ASSIGNED TASK:
What's needed is an exact copy of all the data below, without pictures.

THE INPUT:
--- START ---
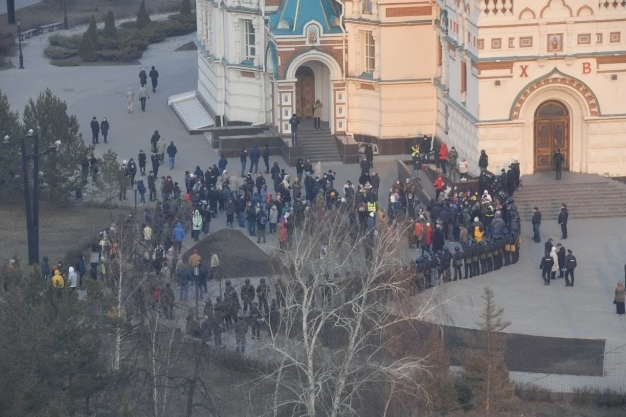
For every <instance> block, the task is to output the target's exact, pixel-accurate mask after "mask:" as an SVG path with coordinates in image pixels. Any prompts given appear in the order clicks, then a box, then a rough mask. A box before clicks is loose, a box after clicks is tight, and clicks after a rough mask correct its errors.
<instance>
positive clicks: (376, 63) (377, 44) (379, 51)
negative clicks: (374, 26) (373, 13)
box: [372, 28, 380, 80]
mask: <svg viewBox="0 0 626 417" xmlns="http://www.w3.org/2000/svg"><path fill="white" fill-rule="evenodd" d="M379 31H380V28H376V30H373V31H372V38H374V57H375V60H374V74H373V75H374V79H375V80H378V79H380V33H379Z"/></svg>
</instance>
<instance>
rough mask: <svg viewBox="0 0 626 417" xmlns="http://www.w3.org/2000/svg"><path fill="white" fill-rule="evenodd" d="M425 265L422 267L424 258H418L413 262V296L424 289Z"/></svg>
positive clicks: (424, 280) (425, 283)
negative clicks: (413, 266)
mask: <svg viewBox="0 0 626 417" xmlns="http://www.w3.org/2000/svg"><path fill="white" fill-rule="evenodd" d="M425 268H426V265H424V258H418V259H417V260H416V261H415V281H414V283H413V294H417V293H419V292H421V291H422V289H424V288H426V281H425V280H426V273H425Z"/></svg>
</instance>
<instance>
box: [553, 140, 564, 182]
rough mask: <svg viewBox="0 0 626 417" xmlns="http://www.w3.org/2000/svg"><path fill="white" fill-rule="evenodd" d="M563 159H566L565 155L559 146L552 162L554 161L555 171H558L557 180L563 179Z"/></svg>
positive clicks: (557, 174) (556, 151)
mask: <svg viewBox="0 0 626 417" xmlns="http://www.w3.org/2000/svg"><path fill="white" fill-rule="evenodd" d="M563 161H565V157H563V154H562V153H561V149H560V148H557V150H556V152H555V153H554V155H553V156H552V162H553V163H554V171H555V172H556V178H555V180H560V179H561V169H562V168H563Z"/></svg>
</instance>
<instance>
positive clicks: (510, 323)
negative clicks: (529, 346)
mask: <svg viewBox="0 0 626 417" xmlns="http://www.w3.org/2000/svg"><path fill="white" fill-rule="evenodd" d="M482 298H483V300H485V307H484V309H483V311H482V313H481V314H480V318H481V319H482V321H481V322H479V323H477V324H478V326H479V328H480V330H481V334H480V335H479V336H478V338H477V339H476V340H468V342H469V343H470V346H472V348H471V349H470V350H469V351H468V352H466V354H465V359H464V362H465V364H464V370H463V374H462V378H463V381H464V382H465V383H466V384H467V385H468V386H469V388H470V389H471V391H472V395H473V400H472V402H473V404H474V406H475V407H477V408H483V407H484V410H485V416H487V417H489V416H492V415H494V413H496V412H499V411H501V410H502V409H503V408H506V406H507V405H508V404H509V403H510V402H512V401H514V400H515V398H516V397H515V386H514V384H513V382H512V381H511V380H510V379H509V370H508V369H507V367H506V365H505V363H504V344H505V336H504V335H502V334H501V332H502V331H503V330H504V329H506V328H507V327H509V326H510V325H511V323H510V322H508V321H504V320H503V317H502V316H503V314H504V309H503V308H502V307H498V306H497V304H496V302H495V295H494V293H493V290H491V288H489V287H485V289H484V294H483V296H482Z"/></svg>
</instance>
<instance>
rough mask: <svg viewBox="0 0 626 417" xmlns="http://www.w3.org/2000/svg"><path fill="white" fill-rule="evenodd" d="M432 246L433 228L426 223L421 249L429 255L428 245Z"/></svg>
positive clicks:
--- END ---
PROBLEM SOLUTION:
For every <instance> block, the task is to output the target's exact, pixel-accurate mask after "mask:" as an SVG path with coordinates in image pixels. Any prompts given appear in the order clicks, then a box, then a rough mask. A box before clicks is loose, a box after clicks is tight, and clicks after a rough mask correct its errors.
<instance>
positive clicks: (376, 63) (377, 44) (379, 51)
negative clicks: (374, 26) (373, 13)
box: [372, 28, 380, 80]
mask: <svg viewBox="0 0 626 417" xmlns="http://www.w3.org/2000/svg"><path fill="white" fill-rule="evenodd" d="M379 31H380V28H376V30H373V31H372V38H374V57H375V60H374V74H373V75H374V79H375V80H378V79H380V33H379Z"/></svg>
</instance>
<instance>
rough mask: <svg viewBox="0 0 626 417" xmlns="http://www.w3.org/2000/svg"><path fill="white" fill-rule="evenodd" d="M425 265L422 267L424 258H418L413 262V296L424 289Z"/></svg>
positive clicks: (424, 280) (425, 283)
negative clicks: (413, 266)
mask: <svg viewBox="0 0 626 417" xmlns="http://www.w3.org/2000/svg"><path fill="white" fill-rule="evenodd" d="M425 268H426V265H424V258H418V259H417V260H416V261H415V281H414V283H413V294H417V293H419V292H421V291H422V289H424V288H426V281H425V280H426V273H425Z"/></svg>
</instance>
<instance>
box: [553, 140, 564, 182]
rough mask: <svg viewBox="0 0 626 417" xmlns="http://www.w3.org/2000/svg"><path fill="white" fill-rule="evenodd" d="M563 159H566L565 155L559 146L552 162L554 161L555 171H558L557 180L563 179Z"/></svg>
positive clicks: (557, 174) (556, 151)
mask: <svg viewBox="0 0 626 417" xmlns="http://www.w3.org/2000/svg"><path fill="white" fill-rule="evenodd" d="M563 161H565V157H563V154H562V153H561V149H560V148H557V150H556V152H555V153H554V155H553V156H552V162H553V163H554V171H555V172H556V178H555V180H560V179H561V169H562V168H563Z"/></svg>
</instance>
<instance>
positive clicks: (510, 323)
negative clicks: (529, 346)
mask: <svg viewBox="0 0 626 417" xmlns="http://www.w3.org/2000/svg"><path fill="white" fill-rule="evenodd" d="M482 298H483V300H485V307H484V309H483V311H482V313H481V314H480V318H481V319H482V321H481V322H479V323H477V324H478V326H479V328H480V330H481V334H480V335H479V336H478V338H477V339H476V340H468V342H469V343H470V346H472V348H471V349H470V350H469V351H468V352H466V354H465V359H464V362H465V364H464V370H463V374H462V378H463V381H464V382H465V383H466V384H467V385H468V386H469V388H470V389H471V391H472V395H473V400H472V402H473V404H474V406H475V407H477V408H483V407H484V410H485V416H487V417H489V416H492V415H494V413H496V412H499V411H501V410H502V409H503V408H506V406H507V405H508V404H509V403H510V402H512V401H514V400H515V398H516V397H515V386H514V384H513V382H512V381H511V380H510V379H509V370H508V369H507V367H506V365H505V363H504V344H505V336H504V335H502V334H501V332H502V331H503V330H504V329H506V328H507V327H509V326H510V325H511V323H510V322H508V321H504V320H503V317H502V316H503V314H504V309H503V308H502V307H498V306H497V304H496V302H495V295H494V293H493V290H491V288H489V287H485V289H484V294H483V296H482Z"/></svg>
</instance>
<instance>
rough mask: <svg viewBox="0 0 626 417" xmlns="http://www.w3.org/2000/svg"><path fill="white" fill-rule="evenodd" d="M432 246L433 228L426 223L421 249L429 255L428 245Z"/></svg>
positive clicks:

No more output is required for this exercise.